* [What you should do]: Rewrite all of the data below, replacing "pick out" with "mark" everywhere it appears and changing nothing else.

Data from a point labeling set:
- - - - - - -

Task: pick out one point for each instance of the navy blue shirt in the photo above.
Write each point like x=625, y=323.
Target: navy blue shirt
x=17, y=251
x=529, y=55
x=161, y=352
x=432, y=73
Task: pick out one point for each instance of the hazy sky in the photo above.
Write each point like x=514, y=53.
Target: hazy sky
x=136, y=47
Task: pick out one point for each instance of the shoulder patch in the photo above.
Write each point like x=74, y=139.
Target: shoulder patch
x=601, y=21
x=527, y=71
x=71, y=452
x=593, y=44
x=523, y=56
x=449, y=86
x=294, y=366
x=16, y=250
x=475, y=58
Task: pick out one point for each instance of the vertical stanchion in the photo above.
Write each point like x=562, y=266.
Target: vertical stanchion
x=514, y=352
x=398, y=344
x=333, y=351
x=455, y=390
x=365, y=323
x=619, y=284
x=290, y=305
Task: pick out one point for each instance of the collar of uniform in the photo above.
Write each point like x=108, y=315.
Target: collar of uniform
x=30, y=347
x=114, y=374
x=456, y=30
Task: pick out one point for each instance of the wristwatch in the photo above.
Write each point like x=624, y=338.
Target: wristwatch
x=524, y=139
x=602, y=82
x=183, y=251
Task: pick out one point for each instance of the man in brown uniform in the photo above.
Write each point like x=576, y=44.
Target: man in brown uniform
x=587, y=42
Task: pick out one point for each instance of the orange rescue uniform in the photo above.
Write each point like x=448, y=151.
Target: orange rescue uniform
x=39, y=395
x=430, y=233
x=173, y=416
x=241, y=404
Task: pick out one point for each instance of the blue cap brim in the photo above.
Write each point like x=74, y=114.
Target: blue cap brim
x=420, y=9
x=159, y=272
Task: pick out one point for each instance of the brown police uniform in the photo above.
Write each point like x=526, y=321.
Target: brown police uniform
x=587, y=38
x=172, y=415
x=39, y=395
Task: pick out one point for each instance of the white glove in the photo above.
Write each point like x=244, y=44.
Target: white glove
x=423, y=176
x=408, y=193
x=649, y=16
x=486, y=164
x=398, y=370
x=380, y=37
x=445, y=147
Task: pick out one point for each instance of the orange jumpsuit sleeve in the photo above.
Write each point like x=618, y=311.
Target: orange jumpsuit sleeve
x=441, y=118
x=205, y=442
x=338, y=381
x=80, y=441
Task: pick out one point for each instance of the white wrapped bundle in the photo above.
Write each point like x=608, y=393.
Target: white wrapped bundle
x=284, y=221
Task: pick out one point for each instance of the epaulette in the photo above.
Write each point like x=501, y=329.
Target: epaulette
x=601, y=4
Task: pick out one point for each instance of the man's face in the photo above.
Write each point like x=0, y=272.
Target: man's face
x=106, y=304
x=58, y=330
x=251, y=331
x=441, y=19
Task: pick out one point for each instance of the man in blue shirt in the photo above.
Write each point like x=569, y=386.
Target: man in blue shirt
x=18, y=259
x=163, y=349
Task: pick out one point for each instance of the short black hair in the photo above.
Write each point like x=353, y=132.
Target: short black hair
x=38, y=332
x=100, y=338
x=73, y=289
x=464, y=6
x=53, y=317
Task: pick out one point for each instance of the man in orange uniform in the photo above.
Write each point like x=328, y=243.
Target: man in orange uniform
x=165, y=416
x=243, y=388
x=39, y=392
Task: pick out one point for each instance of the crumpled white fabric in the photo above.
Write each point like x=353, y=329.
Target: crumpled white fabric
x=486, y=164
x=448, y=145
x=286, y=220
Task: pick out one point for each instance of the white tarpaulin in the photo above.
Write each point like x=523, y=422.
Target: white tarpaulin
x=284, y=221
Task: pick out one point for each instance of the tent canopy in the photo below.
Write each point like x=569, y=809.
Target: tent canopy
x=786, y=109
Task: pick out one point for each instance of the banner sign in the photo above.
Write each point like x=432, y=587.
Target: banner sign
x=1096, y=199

- - - - - - -

* [Complete output]:
Task: mark one point for each instance of the navy blue shirt in the photo above.
Write each point like x=625, y=323.
Target: navy blue shirt
x=17, y=251
x=529, y=55
x=161, y=352
x=432, y=73
Task: mark one point for each instance of the hazy sky in the photo above.
Write each point like x=514, y=53.
Target: hazy sky
x=136, y=47
Task: mark one point for each instance of the shoulder patch in the photo above.
Write each point like x=74, y=139.
Target: shoulder patch
x=601, y=21
x=527, y=71
x=71, y=452
x=593, y=44
x=523, y=56
x=449, y=86
x=294, y=366
x=16, y=250
x=475, y=58
Task: mark one point for each instance of the vertical stanchion in the photo above.
Write each point like x=562, y=266.
Target: vertical stanchion
x=514, y=352
x=398, y=344
x=333, y=351
x=455, y=390
x=365, y=323
x=619, y=284
x=290, y=305
Task: mark one point for each instance of the collar of uniform in the photo above.
Write each point like x=108, y=315.
Target: collar of uniform
x=30, y=347
x=114, y=374
x=456, y=30
Task: mark one point for each instance of the wristwatch in the photo above.
Write each point like x=624, y=338.
Target: wristwatch
x=524, y=139
x=602, y=82
x=183, y=251
Task: mark one point for each instance of the man in brown uniform in the photo above.
Write each point like x=576, y=44.
Target: man in brown uniform
x=587, y=42
Task: mark one point for each instance of the orange rescue uniform in the photo above.
Write each point like x=448, y=151.
Target: orange rescue uniform
x=39, y=395
x=430, y=233
x=173, y=416
x=241, y=404
Task: mark one point for each instance of the blue cap brim in the photo above.
Write each point like x=74, y=114.
Target: blue cap brim
x=420, y=9
x=159, y=272
Task: mark one point for each instance of the brown police uniform in the photo above.
Write each point like x=526, y=321.
Target: brown police uniform
x=587, y=38
x=172, y=415
x=39, y=395
Task: mark one point for each instance of the white glove in the photo above.
Write each point like x=244, y=44.
Target: white glove
x=423, y=176
x=408, y=193
x=649, y=16
x=486, y=164
x=398, y=370
x=380, y=37
x=445, y=147
Task: mark one point for each instance of the orange jumpsuit sleeve in the photo above.
Write each point like x=618, y=311.
Target: orange jumpsuit sleeve
x=441, y=118
x=205, y=442
x=338, y=381
x=80, y=441
Task: mark one point for each instance of the white wrapped bundle in the photo above.
Write each point like x=608, y=393.
Target: white wrapped bundle
x=284, y=221
Task: mark one point for each instance of the epaulette in the photo above.
Write each point like x=501, y=329.
Target: epaulette
x=601, y=4
Task: mark one point for each instance of the man's face in the photo above.
Write each point like x=0, y=272.
Target: man's face
x=106, y=304
x=58, y=330
x=251, y=331
x=441, y=19
Task: mark one point for each instance of the man in blue shirt in the photo above.
Write each point like x=569, y=386.
Target: man in blue shirt
x=18, y=259
x=163, y=349
Task: mark one point for each instance of the short black hair in the photo above.
Write each point like x=353, y=132.
Target: short black hair
x=38, y=332
x=100, y=338
x=73, y=289
x=464, y=6
x=53, y=317
Task: mark one point for each instance of the man in orange uniform in the photo above.
Write each point like x=328, y=243.
Target: man in orange uniform
x=165, y=416
x=243, y=388
x=39, y=392
Task: mark one point for each instance of the crumpled white fabric in the photo above.
Write each point like x=353, y=329.
Target: crumpled white fabric
x=486, y=164
x=448, y=145
x=286, y=220
Task: mark one point for each instance of the white tarpaulin in the photo above.
Write each point like x=523, y=422.
Target: white tarpaulin
x=284, y=221
Task: mark one point for each instance of the tent canopy in the photo below.
Write each point like x=569, y=809.
Target: tent canopy
x=786, y=109
Task: mark one point for each instance of the banner sign in the photo above.
Write each point like x=432, y=587.
Target: banner sign
x=1096, y=199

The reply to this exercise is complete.